§ **Task instructions**:
Please list every line of the rows below that contains the word "plastic".

Dataset records:
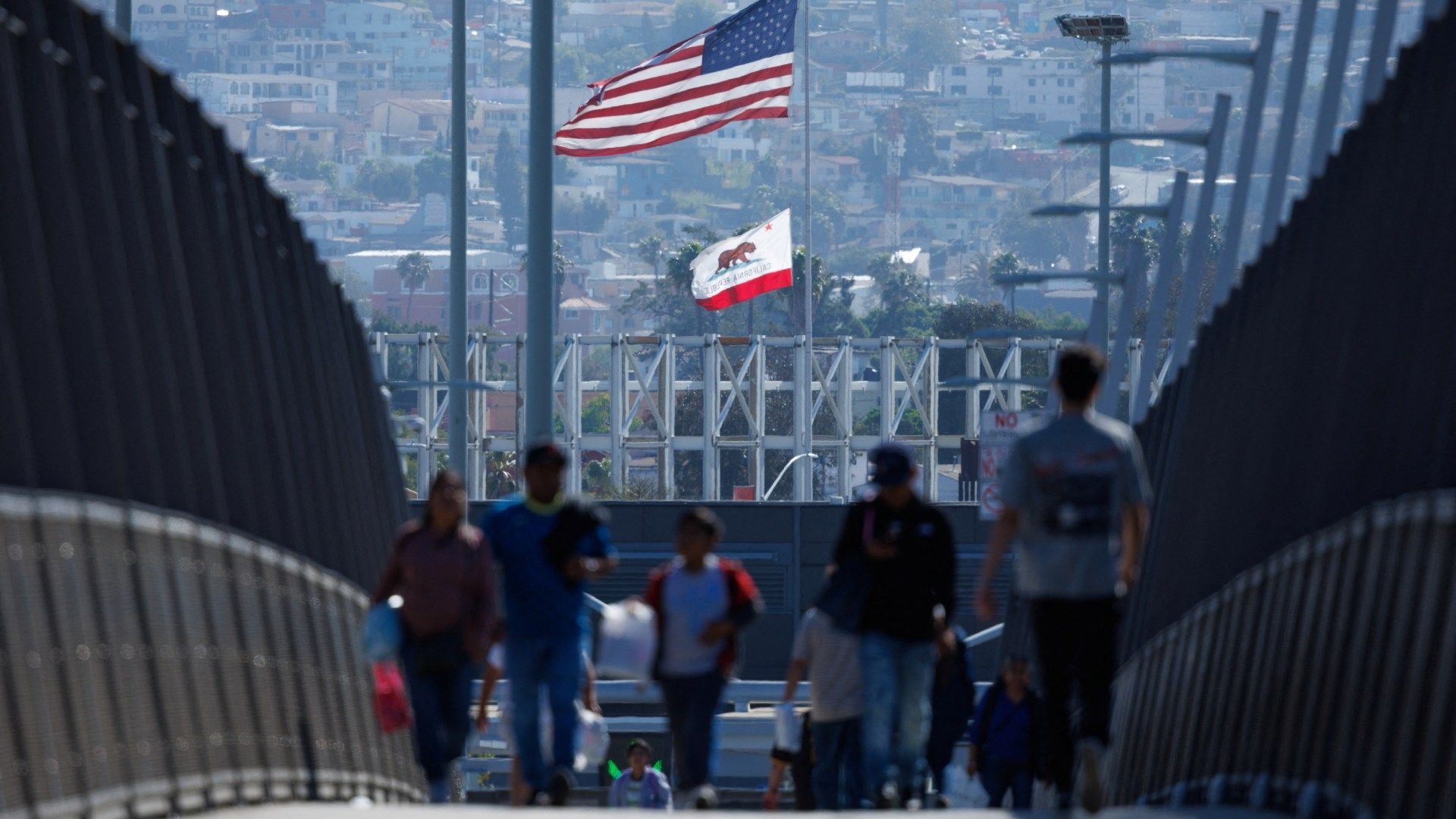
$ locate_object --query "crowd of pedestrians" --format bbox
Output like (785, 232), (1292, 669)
(374, 339), (1149, 810)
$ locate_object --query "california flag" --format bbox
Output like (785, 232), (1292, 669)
(693, 210), (793, 310)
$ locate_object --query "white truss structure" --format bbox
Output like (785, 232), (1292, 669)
(373, 332), (1143, 501)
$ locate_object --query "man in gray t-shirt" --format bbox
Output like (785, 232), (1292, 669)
(975, 345), (1152, 811)
(783, 609), (864, 810)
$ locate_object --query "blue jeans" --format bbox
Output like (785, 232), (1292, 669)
(981, 754), (1031, 810)
(505, 634), (581, 790)
(859, 631), (935, 799)
(660, 669), (728, 790)
(400, 642), (481, 792)
(811, 718), (864, 810)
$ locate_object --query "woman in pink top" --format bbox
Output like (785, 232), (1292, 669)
(374, 471), (495, 802)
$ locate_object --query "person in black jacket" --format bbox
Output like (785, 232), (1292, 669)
(834, 443), (956, 808)
(965, 657), (1046, 810)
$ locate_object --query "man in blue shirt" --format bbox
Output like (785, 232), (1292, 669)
(481, 443), (616, 806)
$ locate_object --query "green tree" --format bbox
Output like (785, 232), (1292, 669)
(900, 0), (962, 87)
(673, 0), (718, 39)
(996, 190), (1072, 267)
(495, 128), (526, 245)
(935, 299), (1037, 338)
(556, 196), (611, 233)
(632, 233), (667, 278)
(394, 251), (432, 316)
(358, 158), (415, 202)
(521, 239), (573, 317)
(415, 149), (450, 196)
(864, 253), (935, 338)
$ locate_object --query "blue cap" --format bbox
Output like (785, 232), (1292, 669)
(869, 441), (915, 487)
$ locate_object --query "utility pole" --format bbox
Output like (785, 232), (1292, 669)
(447, 0), (473, 487)
(1087, 38), (1112, 350)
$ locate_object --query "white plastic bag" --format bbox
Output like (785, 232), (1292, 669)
(774, 702), (801, 754)
(576, 708), (611, 771)
(497, 699), (611, 773)
(597, 601), (657, 680)
(937, 758), (992, 810)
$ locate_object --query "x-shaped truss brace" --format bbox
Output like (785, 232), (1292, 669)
(703, 338), (763, 438)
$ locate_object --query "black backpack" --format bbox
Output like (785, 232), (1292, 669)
(541, 498), (607, 588)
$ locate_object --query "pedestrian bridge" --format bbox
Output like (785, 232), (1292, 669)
(0, 0), (1456, 819)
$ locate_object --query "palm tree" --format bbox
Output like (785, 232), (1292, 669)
(394, 251), (434, 324)
(636, 233), (667, 278)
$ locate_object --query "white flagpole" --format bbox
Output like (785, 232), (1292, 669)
(793, 0), (814, 500)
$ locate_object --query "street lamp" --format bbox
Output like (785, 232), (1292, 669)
(1056, 14), (1131, 358)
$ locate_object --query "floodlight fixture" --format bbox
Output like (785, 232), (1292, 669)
(1056, 14), (1131, 42)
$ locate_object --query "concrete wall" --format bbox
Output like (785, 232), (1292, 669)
(472, 501), (1010, 679)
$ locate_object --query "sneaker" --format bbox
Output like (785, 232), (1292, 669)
(1078, 739), (1105, 813)
(546, 768), (571, 808)
(693, 786), (718, 810)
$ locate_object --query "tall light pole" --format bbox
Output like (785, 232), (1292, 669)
(526, 0), (556, 441)
(447, 0), (475, 487)
(1057, 14), (1131, 350)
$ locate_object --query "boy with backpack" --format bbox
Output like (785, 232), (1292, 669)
(783, 607), (864, 810)
(644, 507), (763, 809)
(965, 657), (1043, 810)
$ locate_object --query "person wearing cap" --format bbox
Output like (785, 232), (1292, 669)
(481, 441), (616, 806)
(965, 654), (1046, 810)
(834, 443), (956, 808)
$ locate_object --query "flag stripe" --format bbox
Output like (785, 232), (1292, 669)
(556, 105), (789, 156)
(557, 77), (792, 140)
(698, 270), (793, 310)
(592, 35), (703, 93)
(554, 0), (798, 156)
(573, 57), (793, 122)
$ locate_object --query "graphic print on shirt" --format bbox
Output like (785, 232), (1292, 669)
(1035, 449), (1117, 538)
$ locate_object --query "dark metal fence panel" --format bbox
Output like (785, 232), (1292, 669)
(1124, 6), (1456, 653)
(1111, 490), (1456, 816)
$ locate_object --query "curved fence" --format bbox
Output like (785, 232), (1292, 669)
(1112, 490), (1456, 816)
(0, 490), (421, 817)
(0, 0), (403, 583)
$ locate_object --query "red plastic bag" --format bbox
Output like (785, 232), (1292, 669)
(374, 663), (410, 733)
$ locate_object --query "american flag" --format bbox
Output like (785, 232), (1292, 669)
(555, 0), (798, 156)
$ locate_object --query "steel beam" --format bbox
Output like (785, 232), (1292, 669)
(1309, 0), (1358, 182)
(1168, 93), (1230, 378)
(527, 0), (553, 446)
(1209, 9), (1279, 304)
(1260, 0), (1320, 245)
(1360, 0), (1401, 105)
(1128, 171), (1188, 424)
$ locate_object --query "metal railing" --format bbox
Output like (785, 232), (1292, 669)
(1111, 490), (1456, 816)
(0, 488), (421, 819)
(0, 0), (403, 583)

§ **Output for this exercise**:
$ locate_object --query "white plastic bag" --format bbox
$ locate_object --query "red plastic bag" --format bbox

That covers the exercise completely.